Tareas pendientes:
1) Según el fragmento sobre la torre Eiffel, ¿cuánto pesa toda la estructura?
2) Reproduce palabra por palabra el fragmento sobre la torre Eiffel desde "La filigrana de" hasta "de su base.".

Fragmento:

------------------------------------------------------------

Eiffel prefirió la calidad a la cantidad, una elección también poco usual para aquellos tiempos. Contrató a un número variable de expertos metalúrgicos según las necesidades de cada momento (de 80 a 250 personas) a quienes pagaba buenos salarios y a los que proporcionaba un servicio de comidas que les llevaba el almuerzo a la propia torre. Las condiciones de trabajo eran tan buenas que pronto se formó un espíritu de equipo que ligó a los obreros al importante trabajo que llevaban a cabo. Esto permitió que la nómina de trabajadores fuera estable y no hubiera de perderse tiempo en buscar, seleccionar y adiestrar nuevos operarios todas las semanas. A cambio, los obreros habían de trabajar en una jornada fija que se prolongaba desde las 6.30 hasta que se desvaneciera la luz solar, todos los días del año e independientemente de las condiciones meteorológicas.

Hoy se sigue considerando a la torre como un gran logro de la ingeniería civil y una construcción moderna en muchos sentidos. Ya hemos mencionado los novedosos procedimientos de montaje y lo que hoy los pedantes gustan llamar "gestión de recursos humanos". Pero hay más. Puede que hoy nos parezca lo más natural del mundo que cualquier estructura o edificio sea cuidadosamente diseñado, realizando cálculos sobre tensiones y fuerzas. Sin embargo, lo cierto es que la mayor parte de los edificios que se construyeron hasta entonces usando madera, piedra o ladrillo, se levantaron siguiendo el método de prueba y error. Eiffel era ingeniero, no arquitecto, y su enfoque difería sustancialmente de los de éstos. Además, lo que pretendía construir no era una estructura maciza, sino una gran celosía de hierro elaborada a base de módulos. Se hacía necesario tener en cuenta detalles como el viento que, dada la gran superficie implicada, podía llegar a derribar la torre si no se realizaban los cálculos adecuados -su estilizada cima responde precisamente a esa necesidad de mínima resistencia-.

La filigrana de hierro del diseño no sólo reunía valores estéticos, sino que permitió alcanzar los deseados 300 metros de altura, un récord que mantuvo durante nada menos que 42 años, hasta que en 1930, el Chrysler Building de la ciudad de Nueva York superó su altura por tan sólo 18 metros. Aunque parezca mentira a la vista de su tamaño, toda la estructura equivale únicamente a 9 m3 de hierro y su peso, 7.300 toneladas, es inferior al de un cilindro de aire equivalente a la circunferencia de su base.

------------------------------------------------------------

Entradas de etiquetado de la posición de objetos:
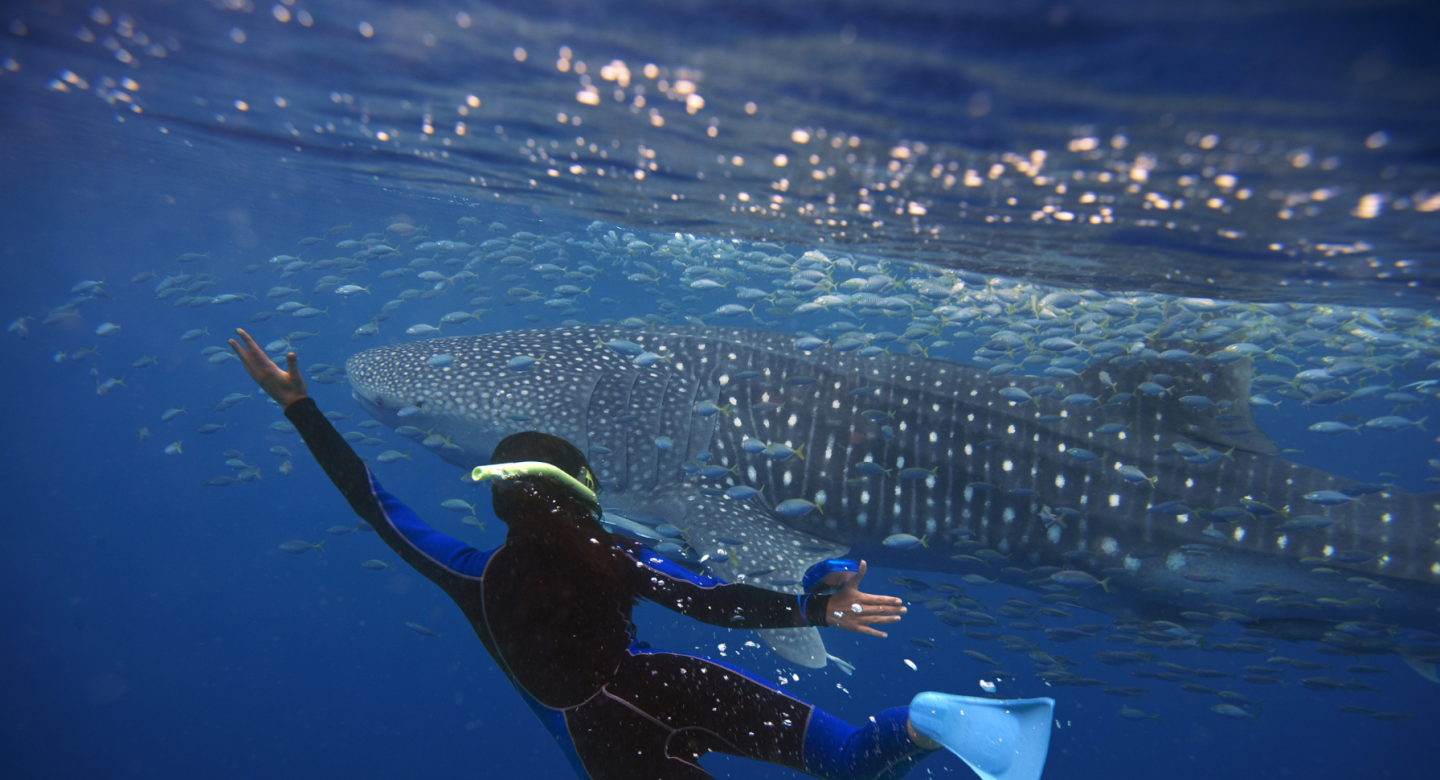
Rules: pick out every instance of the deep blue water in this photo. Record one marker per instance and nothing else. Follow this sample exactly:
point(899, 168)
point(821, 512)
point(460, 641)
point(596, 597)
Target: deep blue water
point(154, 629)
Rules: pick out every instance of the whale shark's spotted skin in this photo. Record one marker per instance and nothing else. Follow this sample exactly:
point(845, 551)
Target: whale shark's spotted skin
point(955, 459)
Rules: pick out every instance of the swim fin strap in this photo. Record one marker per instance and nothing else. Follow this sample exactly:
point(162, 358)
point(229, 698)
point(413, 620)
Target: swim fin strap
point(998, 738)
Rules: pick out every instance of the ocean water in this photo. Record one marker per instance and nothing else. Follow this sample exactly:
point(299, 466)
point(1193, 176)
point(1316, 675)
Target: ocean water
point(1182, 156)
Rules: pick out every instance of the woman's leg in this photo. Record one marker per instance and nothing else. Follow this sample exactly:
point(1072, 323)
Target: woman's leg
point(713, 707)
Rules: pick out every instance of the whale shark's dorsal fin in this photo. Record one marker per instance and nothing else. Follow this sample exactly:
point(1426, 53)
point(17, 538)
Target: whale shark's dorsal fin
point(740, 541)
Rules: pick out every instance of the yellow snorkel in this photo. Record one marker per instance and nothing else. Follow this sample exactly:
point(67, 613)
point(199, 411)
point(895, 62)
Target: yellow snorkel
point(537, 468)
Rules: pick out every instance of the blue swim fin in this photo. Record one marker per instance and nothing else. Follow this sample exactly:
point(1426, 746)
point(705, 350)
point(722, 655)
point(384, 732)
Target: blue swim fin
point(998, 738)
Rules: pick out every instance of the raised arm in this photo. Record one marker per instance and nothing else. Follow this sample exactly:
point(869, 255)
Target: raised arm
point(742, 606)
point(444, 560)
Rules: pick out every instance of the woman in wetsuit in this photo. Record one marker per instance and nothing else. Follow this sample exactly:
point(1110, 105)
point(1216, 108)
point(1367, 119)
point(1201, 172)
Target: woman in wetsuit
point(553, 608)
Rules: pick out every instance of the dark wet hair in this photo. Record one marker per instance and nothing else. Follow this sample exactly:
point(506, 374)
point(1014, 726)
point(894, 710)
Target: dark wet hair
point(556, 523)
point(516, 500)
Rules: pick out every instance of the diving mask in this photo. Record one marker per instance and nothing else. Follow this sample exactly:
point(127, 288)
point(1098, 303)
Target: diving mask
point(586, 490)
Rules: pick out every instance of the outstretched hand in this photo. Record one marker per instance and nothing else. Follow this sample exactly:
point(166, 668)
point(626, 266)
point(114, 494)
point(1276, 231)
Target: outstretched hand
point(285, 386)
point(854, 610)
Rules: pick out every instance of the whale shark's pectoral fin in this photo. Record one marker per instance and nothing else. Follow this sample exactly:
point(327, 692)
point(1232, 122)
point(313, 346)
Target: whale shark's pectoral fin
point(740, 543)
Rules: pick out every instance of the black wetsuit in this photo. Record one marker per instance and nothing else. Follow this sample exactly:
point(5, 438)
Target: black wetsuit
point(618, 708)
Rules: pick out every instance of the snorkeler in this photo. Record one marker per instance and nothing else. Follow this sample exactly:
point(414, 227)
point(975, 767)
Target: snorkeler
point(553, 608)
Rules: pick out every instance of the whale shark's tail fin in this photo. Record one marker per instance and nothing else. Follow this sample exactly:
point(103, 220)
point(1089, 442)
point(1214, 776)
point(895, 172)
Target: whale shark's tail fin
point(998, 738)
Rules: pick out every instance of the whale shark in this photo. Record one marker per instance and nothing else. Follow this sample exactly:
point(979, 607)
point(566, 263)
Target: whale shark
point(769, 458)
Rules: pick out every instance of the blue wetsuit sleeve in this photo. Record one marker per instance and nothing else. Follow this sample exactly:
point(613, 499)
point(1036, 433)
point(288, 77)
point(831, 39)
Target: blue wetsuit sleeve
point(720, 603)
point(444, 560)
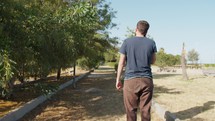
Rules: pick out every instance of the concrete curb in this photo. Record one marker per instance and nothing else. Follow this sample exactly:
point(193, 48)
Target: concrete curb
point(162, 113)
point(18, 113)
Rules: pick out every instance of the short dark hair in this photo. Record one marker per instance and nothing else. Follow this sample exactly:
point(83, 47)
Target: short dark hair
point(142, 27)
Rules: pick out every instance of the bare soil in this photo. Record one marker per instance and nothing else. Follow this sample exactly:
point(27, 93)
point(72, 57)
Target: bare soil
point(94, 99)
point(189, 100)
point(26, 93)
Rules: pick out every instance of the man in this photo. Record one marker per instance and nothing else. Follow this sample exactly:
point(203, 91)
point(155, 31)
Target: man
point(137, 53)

------------------------------------------------------------

Respuestas por tarea:
1) 7.300 toneladas.

2)
La filigrana de hierro del diseño no sólo reunía valores estéticos, sino que permitió alcanzar los deseados 300 metros de altura, un récord que mantuvo durante nada menos que 42 años, hasta que en 1930, el Chrysler Building de la ciudad de Nueva York superó su altura por tan sólo 18 metros. Aunque parezca mentira a la vista de su tamaño, toda la estructura equivale únicamente a 9 m3 de hierro y su peso, 7.300 toneladas, es inferior al de un cilindro de aire equivalente a la circunferencia de su base.